Exercise directions: Retype the opening lines of the data exactly, stopping after the line that contains "Intersection-audit request. Target: white latex". Skip every picture.

Material shown:
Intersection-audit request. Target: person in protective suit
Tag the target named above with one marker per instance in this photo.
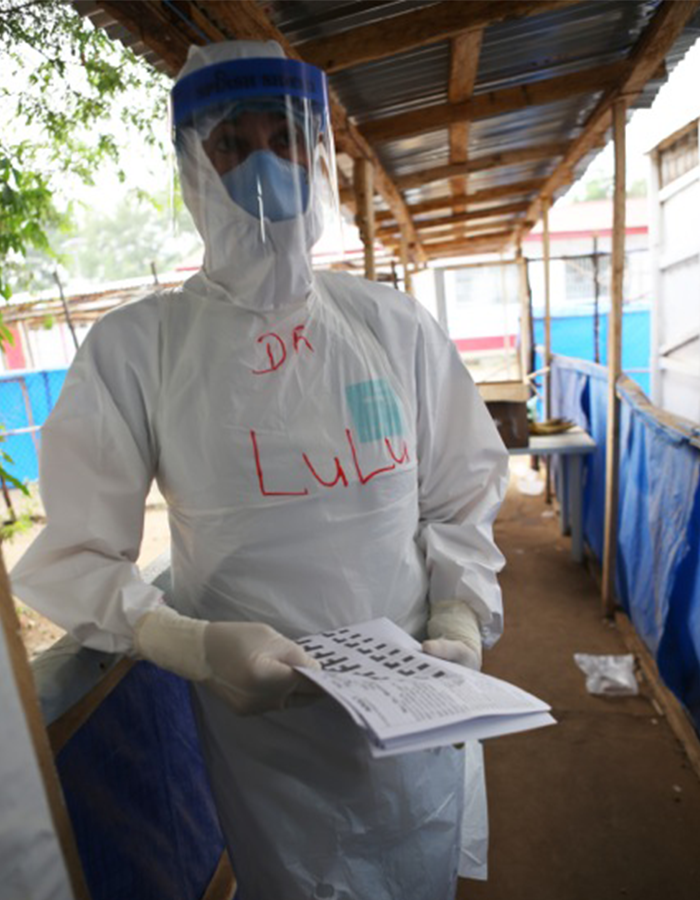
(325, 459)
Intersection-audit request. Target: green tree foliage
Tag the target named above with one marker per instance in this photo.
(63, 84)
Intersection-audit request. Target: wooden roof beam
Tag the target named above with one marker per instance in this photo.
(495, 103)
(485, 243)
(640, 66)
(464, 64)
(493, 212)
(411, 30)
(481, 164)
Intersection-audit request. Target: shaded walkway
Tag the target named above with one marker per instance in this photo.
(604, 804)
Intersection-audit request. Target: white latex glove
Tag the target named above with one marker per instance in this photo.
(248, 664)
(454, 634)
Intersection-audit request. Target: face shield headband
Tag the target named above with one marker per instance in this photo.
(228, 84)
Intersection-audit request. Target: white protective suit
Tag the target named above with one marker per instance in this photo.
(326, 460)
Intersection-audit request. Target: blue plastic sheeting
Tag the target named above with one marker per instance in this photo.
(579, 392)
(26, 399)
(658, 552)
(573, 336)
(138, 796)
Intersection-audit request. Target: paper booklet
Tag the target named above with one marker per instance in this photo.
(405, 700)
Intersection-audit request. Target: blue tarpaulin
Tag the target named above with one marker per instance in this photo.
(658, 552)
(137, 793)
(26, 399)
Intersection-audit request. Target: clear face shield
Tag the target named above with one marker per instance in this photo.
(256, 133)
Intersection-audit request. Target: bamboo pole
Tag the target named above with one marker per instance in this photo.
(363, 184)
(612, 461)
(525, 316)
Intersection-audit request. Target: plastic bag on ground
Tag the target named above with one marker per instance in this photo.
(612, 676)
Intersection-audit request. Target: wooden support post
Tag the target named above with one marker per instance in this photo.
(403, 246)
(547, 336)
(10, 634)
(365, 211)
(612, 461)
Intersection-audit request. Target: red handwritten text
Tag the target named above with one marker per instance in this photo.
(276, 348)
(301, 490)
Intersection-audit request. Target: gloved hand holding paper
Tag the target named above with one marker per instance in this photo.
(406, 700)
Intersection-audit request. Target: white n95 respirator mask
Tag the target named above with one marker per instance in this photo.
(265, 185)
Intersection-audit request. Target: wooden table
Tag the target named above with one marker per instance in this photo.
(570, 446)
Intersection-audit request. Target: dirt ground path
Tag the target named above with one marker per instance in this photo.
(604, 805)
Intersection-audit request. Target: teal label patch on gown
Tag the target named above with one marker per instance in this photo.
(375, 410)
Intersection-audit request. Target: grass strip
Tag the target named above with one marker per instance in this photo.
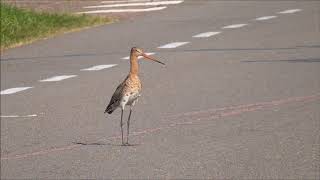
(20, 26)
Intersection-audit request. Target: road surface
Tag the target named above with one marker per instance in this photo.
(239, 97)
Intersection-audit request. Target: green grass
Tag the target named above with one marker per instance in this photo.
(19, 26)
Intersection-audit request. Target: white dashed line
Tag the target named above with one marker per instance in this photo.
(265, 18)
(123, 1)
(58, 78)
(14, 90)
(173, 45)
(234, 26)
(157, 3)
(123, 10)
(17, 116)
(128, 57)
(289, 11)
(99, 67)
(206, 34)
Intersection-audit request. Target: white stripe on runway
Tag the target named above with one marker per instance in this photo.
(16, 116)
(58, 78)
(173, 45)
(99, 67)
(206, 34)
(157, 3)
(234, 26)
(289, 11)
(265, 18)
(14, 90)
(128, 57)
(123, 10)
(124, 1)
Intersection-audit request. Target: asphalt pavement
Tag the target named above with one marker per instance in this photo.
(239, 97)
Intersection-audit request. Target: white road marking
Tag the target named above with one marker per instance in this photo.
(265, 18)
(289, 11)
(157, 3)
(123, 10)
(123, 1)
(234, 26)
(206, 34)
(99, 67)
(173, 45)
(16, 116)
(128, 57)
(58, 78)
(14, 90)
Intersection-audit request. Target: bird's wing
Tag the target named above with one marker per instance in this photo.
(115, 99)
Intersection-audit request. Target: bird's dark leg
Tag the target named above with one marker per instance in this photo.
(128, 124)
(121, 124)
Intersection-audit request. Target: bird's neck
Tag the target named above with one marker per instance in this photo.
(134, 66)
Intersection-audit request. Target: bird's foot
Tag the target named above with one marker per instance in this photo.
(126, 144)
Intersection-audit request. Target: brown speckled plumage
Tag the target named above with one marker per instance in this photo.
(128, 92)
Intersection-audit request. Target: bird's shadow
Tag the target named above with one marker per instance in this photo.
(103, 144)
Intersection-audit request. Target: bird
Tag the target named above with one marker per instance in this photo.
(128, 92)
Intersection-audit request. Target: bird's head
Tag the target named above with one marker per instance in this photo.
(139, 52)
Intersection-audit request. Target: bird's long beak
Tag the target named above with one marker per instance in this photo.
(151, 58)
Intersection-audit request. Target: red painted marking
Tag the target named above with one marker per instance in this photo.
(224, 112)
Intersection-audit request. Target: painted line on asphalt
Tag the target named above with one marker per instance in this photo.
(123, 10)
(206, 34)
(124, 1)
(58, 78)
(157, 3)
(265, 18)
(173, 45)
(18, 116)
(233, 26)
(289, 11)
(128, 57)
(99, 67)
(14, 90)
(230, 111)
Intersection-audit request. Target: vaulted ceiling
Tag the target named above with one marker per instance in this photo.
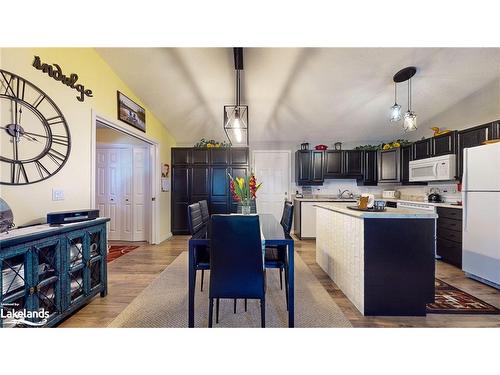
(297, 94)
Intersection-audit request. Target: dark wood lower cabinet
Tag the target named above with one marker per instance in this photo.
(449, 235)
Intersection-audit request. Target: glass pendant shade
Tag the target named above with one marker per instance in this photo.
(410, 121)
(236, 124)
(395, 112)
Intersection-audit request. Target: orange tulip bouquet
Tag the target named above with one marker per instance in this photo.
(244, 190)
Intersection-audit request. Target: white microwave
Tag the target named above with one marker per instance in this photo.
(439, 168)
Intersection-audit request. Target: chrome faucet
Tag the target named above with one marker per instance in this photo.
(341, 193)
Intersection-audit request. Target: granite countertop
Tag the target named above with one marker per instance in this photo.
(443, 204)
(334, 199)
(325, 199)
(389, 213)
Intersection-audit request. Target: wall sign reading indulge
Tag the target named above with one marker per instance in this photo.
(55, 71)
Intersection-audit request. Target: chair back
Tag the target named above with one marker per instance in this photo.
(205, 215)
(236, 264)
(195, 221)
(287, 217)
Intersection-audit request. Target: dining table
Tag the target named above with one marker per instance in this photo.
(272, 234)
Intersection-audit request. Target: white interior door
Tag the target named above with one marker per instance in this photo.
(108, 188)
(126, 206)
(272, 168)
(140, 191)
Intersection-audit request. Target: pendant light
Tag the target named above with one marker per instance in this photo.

Solution:
Intersection-audit request. Target: person in protective suit
Tag the target named above with one marker per instance in this photo.
(325, 459)
Intersection-audit request. Target: green tree foliage
Tag the target named above with one marker per instance in this photo.
(63, 84)
Intersection-audit request. Target: wooden roof beam
Tag the target named above with one marker per instance in this photo.
(495, 103)
(485, 243)
(640, 66)
(464, 64)
(493, 212)
(411, 30)
(481, 164)
Intersection-audit request. Target: shaded walkway
Tag the target named above with one marker per instance in this photo.
(604, 804)
Intersection-audit request. Target: white latex glove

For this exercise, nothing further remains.